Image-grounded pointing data
<<<<
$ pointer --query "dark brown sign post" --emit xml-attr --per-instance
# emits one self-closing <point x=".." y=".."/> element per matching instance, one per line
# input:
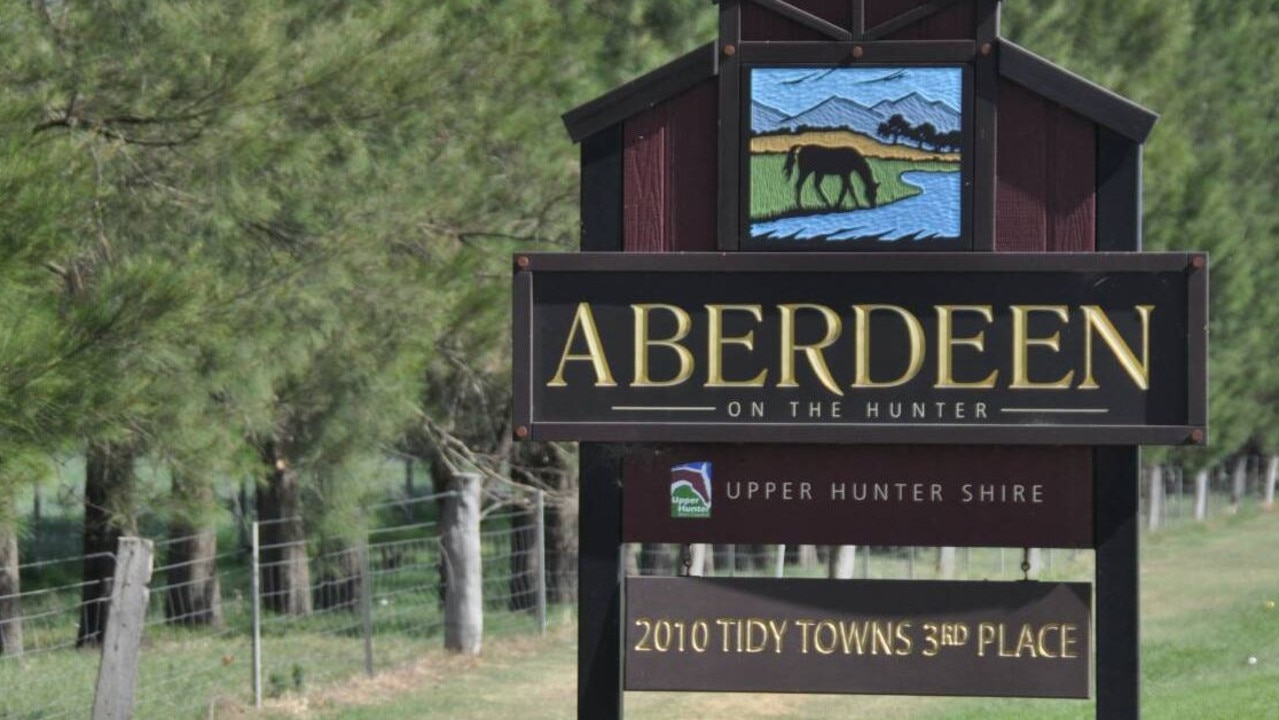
<point x="861" y="125"/>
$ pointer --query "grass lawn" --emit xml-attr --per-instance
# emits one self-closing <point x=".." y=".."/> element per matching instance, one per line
<point x="1205" y="611"/>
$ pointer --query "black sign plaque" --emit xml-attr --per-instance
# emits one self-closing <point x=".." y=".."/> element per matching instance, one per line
<point x="884" y="637"/>
<point x="1064" y="349"/>
<point x="1007" y="496"/>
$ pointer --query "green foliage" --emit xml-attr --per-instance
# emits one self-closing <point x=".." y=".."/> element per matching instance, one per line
<point x="1210" y="173"/>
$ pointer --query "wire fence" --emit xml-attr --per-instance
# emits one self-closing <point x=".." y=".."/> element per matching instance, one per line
<point x="326" y="610"/>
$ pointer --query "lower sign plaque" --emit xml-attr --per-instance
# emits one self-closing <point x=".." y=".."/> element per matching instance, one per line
<point x="860" y="495"/>
<point x="881" y="637"/>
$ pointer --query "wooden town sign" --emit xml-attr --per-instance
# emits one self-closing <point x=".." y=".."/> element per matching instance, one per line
<point x="843" y="348"/>
<point x="860" y="271"/>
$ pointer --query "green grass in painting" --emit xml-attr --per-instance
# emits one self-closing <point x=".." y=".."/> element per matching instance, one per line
<point x="774" y="196"/>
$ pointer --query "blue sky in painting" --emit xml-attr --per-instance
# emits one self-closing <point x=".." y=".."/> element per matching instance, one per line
<point x="794" y="90"/>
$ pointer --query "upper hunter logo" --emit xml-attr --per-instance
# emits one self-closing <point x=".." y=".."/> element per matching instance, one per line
<point x="691" y="490"/>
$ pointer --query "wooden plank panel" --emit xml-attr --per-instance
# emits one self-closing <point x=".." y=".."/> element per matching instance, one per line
<point x="1021" y="209"/>
<point x="957" y="22"/>
<point x="1072" y="182"/>
<point x="879" y="12"/>
<point x="645" y="180"/>
<point x="761" y="23"/>
<point x="692" y="164"/>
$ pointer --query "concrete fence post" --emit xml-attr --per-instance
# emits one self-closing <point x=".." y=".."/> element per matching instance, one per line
<point x="1271" y="476"/>
<point x="697" y="560"/>
<point x="256" y="604"/>
<point x="463" y="595"/>
<point x="122" y="640"/>
<point x="1201" y="495"/>
<point x="540" y="549"/>
<point x="1156" y="498"/>
<point x="947" y="563"/>
<point x="843" y="562"/>
<point x="366" y="604"/>
<point x="1239" y="486"/>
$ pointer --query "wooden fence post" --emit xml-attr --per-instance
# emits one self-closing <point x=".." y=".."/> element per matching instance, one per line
<point x="463" y="596"/>
<point x="122" y="641"/>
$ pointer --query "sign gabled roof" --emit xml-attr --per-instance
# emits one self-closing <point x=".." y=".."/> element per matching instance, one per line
<point x="643" y="92"/>
<point x="1016" y="64"/>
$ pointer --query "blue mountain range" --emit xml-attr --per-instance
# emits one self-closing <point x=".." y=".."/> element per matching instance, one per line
<point x="839" y="113"/>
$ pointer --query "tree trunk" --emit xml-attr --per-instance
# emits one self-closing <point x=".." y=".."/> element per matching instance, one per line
<point x="109" y="514"/>
<point x="285" y="573"/>
<point x="10" y="586"/>
<point x="549" y="471"/>
<point x="459" y="537"/>
<point x="195" y="595"/>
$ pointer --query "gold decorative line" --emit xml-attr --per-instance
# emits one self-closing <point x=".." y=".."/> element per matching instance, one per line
<point x="664" y="408"/>
<point x="1073" y="411"/>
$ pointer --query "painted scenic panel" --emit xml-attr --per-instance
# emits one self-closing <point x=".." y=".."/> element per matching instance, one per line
<point x="856" y="155"/>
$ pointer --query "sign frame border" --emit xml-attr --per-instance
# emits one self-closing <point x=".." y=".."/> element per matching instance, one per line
<point x="1193" y="264"/>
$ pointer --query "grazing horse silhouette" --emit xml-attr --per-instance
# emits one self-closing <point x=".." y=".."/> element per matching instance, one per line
<point x="820" y="161"/>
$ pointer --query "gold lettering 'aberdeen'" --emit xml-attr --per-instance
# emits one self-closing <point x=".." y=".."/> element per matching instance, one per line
<point x="583" y="344"/>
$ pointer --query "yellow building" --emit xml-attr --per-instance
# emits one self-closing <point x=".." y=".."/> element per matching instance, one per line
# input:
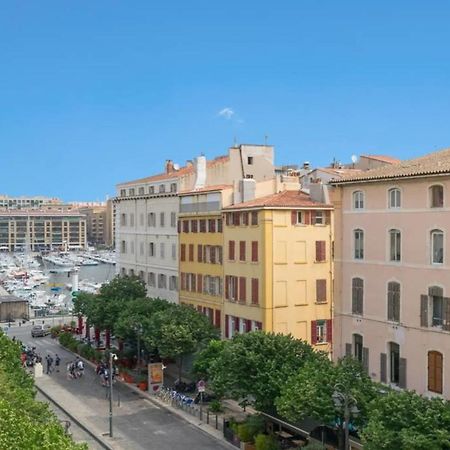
>>>>
• [ASSIGNED TASK] The lines above that hold the word "panel" are the ones to copy.

• [EXPECTED ANSWER]
$ pointer --query "wooden plank panel" --emit xml-attr --per-instance
$ pointer --query "painted scenic panel" --emit xml-attr --per-instance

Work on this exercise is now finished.